━━ READING PASSAGE ━━
The closure of gyms across the country has seen exercise addicts turn to fitness apps, with classes being livestreamed.
Mobile fitness community Keep used Douyin to broadcast its classes online, hosting three livestreaming sessions a day. Although the classes are free to view, the Keep instructor asks participants make comments and "like" the broadcasts.
Sun Feifei, an information technology engineer in Beijing, said she followed the classes every day during the Spring Festival holiday. "Exercise is part of my life, no matter what happens. Thanks to the internet, I can watch Keep classes at home during self-quarantine," she said.
On Jan 27, digital fitness and wellness brand Lefit launched a public exercise campaign. In cooperation with short video platforms, including Kuaishou and Douyin, the fitness startup, based in Hangzhou, Zhejiang province, has uploaded more than 16,000 video clips to instruct people on exercising at home. The clips have been viewed more than 270 million times.
On Jan 30, the General Administration of Sport of China issued a notice, calling on sports departments at all levels to promote "simple and scientific" exercises at home, introduce "fitness knowledge" and advocate healthy lifestyles via television and the internet during the epidemic.
Some leading athletes, including former diving champion Gao Min, swimmer Sun Yang and ultra-marathon runner Chen Penbin have posted videos on social media showing their workout routines and offering advice for those exercising at home.
In her video, Gao said people can "gain strength from sports to overcome the pandemic".
To combat boredom at home, people nationwide are becoming increasingly creative, with videos posted on social media ranging from footage of fishing in an indoor tank to playing ping pong on a dining table.
Cao Qian, a librarian in Yantai, Shandong, used water bottles as quoits to play with her 7-year-old daughter.
━━━
━━ INFORMATION SUPPLIED ━━
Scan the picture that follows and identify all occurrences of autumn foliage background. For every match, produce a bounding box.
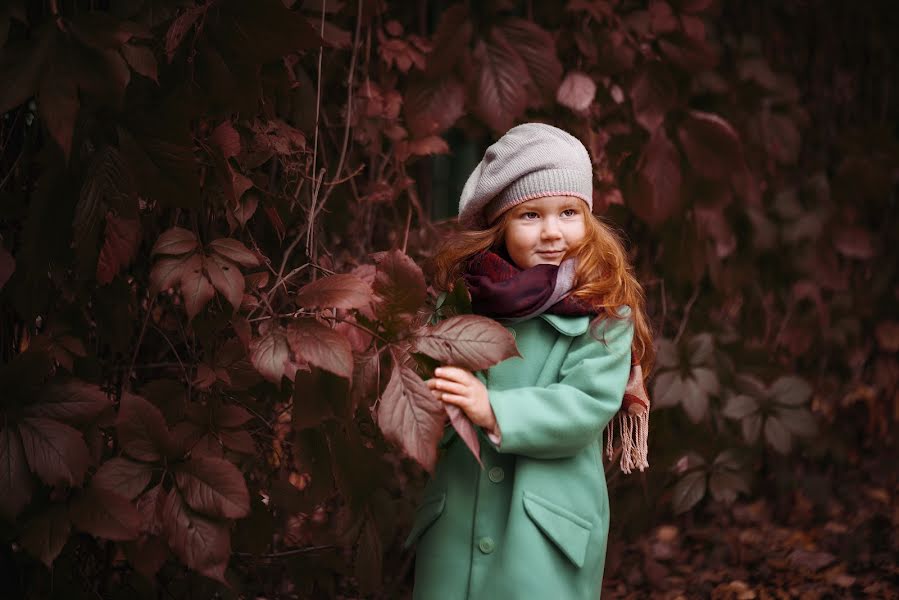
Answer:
[0,0,899,598]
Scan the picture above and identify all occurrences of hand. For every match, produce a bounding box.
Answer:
[426,367,498,433]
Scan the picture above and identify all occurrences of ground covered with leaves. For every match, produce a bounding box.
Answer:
[603,452,899,600]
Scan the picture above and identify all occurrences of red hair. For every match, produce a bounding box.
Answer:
[431,203,655,377]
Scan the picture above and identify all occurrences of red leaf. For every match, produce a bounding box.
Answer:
[403,75,465,137]
[209,238,260,267]
[250,329,296,384]
[378,365,446,472]
[209,121,240,159]
[203,254,245,310]
[116,393,174,461]
[121,44,159,83]
[165,5,207,62]
[0,247,16,290]
[181,254,215,319]
[162,490,231,583]
[97,212,140,285]
[150,227,200,255]
[677,110,744,181]
[474,28,530,132]
[38,67,81,160]
[69,488,141,542]
[0,426,34,520]
[24,380,112,426]
[630,61,677,133]
[627,127,682,226]
[498,17,562,106]
[412,315,521,371]
[287,319,353,379]
[556,71,596,114]
[19,417,90,486]
[294,274,372,308]
[443,403,484,467]
[150,254,190,296]
[175,458,250,519]
[19,504,72,567]
[372,250,428,316]
[91,457,153,500]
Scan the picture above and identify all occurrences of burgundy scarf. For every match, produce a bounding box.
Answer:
[463,251,649,473]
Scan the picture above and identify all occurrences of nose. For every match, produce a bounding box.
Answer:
[540,217,562,240]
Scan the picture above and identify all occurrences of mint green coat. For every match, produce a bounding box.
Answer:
[404,308,634,600]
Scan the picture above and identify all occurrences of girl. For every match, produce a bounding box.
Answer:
[405,123,653,600]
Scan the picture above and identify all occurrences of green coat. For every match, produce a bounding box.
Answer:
[404,308,634,600]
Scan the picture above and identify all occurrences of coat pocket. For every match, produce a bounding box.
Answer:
[403,492,446,549]
[523,491,593,568]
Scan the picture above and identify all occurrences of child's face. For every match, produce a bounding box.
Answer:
[503,196,587,269]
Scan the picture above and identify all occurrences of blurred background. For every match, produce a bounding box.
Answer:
[0,0,899,600]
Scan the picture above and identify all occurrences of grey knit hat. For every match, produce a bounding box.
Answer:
[459,123,593,229]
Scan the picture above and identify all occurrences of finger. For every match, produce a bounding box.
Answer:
[433,378,471,396]
[440,393,471,410]
[434,367,474,383]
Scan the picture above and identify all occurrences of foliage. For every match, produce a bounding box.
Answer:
[0,0,899,598]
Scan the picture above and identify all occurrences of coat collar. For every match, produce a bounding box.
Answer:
[540,313,590,337]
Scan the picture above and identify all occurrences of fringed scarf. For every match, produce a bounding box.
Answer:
[463,251,649,473]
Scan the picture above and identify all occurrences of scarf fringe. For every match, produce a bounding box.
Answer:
[606,410,649,474]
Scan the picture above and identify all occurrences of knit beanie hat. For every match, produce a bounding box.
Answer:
[459,123,593,229]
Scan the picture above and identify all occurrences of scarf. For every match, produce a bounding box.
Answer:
[463,251,649,473]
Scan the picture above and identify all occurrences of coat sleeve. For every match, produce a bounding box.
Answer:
[488,311,634,458]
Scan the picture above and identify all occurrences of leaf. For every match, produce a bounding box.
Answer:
[709,471,749,504]
[377,365,445,472]
[294,274,373,309]
[630,61,678,134]
[19,417,90,486]
[412,315,521,371]
[150,254,192,296]
[721,394,759,419]
[121,44,159,83]
[150,227,200,256]
[372,250,428,318]
[91,457,153,500]
[116,393,173,462]
[677,110,744,181]
[498,17,562,101]
[671,471,706,514]
[473,27,530,132]
[0,425,34,520]
[775,408,818,437]
[287,319,353,379]
[19,504,72,568]
[161,490,231,583]
[97,212,140,285]
[24,379,112,427]
[765,416,792,454]
[250,329,296,384]
[556,71,596,114]
[209,238,260,267]
[181,254,215,319]
[69,488,141,542]
[681,377,709,423]
[403,75,465,138]
[443,403,484,468]
[37,66,81,161]
[203,254,246,311]
[175,457,250,519]
[768,375,812,406]
[626,127,683,226]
━━━
Answer these questions from the passage on exercising at home:
1. How many video clips has Lefit uploaded to instruct people on exercising at home?
2. Which body issued a notice on Jan 30 calling for the promotion of exercises at home?
3. What did Cao Qian use as quoits?
Use only the passage on exercising at home for what comes next.

=== YOUR SOLUTION ===
1. More than 16,000.
2. The General Administration of Sport of China.
3. Water bottles.